#### Input data ####

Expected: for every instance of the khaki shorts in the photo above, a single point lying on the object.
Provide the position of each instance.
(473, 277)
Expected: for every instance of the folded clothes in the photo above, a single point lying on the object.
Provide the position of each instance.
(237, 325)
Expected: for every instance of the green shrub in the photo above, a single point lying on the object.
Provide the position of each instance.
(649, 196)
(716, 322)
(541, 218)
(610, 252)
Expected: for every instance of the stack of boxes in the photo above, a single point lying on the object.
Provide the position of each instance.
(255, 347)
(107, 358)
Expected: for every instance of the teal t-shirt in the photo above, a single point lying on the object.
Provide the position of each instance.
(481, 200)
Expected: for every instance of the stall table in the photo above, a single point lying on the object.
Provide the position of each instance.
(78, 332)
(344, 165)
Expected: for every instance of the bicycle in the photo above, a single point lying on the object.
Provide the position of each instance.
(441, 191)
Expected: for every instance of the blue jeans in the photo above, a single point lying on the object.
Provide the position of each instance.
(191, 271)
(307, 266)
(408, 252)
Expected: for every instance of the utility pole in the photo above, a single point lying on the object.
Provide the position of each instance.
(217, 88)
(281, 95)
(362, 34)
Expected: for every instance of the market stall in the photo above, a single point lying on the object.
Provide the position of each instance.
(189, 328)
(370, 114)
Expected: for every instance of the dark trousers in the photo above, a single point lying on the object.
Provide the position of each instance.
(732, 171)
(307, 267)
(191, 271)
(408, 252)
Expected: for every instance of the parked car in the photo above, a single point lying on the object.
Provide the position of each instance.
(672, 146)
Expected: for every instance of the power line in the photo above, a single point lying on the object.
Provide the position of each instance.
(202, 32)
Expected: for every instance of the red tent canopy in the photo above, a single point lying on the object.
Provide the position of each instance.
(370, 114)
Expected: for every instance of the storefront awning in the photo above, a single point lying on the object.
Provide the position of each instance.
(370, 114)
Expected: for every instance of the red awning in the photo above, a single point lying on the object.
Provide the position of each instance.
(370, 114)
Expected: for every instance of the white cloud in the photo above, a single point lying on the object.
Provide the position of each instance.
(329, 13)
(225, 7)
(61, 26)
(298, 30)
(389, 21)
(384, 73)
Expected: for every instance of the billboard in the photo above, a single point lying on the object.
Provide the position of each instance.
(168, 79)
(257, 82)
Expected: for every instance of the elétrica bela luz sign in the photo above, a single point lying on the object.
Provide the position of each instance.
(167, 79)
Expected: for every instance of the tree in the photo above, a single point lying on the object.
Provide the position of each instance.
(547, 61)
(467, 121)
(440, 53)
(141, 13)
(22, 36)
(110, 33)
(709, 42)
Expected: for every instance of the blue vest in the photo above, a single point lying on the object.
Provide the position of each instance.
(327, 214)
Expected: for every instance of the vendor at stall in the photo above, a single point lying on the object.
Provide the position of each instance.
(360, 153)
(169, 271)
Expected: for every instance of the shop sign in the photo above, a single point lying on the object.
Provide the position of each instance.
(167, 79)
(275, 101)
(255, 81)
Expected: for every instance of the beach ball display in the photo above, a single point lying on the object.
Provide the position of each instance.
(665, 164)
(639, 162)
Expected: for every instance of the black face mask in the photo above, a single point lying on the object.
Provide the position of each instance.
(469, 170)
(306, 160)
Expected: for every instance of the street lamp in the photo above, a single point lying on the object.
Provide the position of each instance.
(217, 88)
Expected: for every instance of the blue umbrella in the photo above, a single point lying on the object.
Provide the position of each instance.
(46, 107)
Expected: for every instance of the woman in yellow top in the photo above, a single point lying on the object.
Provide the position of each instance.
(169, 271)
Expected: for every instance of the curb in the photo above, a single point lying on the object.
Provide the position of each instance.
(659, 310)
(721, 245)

####
#### Input data ####

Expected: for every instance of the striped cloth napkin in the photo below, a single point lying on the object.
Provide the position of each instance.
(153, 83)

####
#### Input data ####

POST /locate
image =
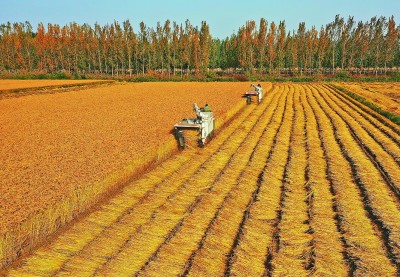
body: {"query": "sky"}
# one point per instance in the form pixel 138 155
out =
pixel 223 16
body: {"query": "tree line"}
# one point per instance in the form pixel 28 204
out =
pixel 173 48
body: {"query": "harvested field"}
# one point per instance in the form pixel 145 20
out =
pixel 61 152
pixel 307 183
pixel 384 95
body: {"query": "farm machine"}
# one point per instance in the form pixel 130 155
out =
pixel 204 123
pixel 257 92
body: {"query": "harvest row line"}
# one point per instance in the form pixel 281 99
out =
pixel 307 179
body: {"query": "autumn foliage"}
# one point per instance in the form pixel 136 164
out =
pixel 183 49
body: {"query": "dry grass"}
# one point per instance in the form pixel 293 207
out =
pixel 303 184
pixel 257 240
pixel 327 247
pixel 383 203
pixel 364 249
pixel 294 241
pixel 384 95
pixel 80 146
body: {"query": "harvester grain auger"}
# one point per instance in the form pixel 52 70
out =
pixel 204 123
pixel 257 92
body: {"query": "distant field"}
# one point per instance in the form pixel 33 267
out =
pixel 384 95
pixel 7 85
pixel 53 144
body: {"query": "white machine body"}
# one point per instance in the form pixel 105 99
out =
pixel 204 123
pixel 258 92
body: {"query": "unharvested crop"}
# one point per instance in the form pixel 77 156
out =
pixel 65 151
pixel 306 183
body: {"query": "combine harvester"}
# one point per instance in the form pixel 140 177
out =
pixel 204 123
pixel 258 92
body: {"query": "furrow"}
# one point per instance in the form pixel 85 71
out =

####

Activity:
From the listing, copy every line where the string "white" appears.

Task response:
Expected: for every instance of the white cloud in the photo above, a single point lying on the object.
body: {"query": "white machine body"}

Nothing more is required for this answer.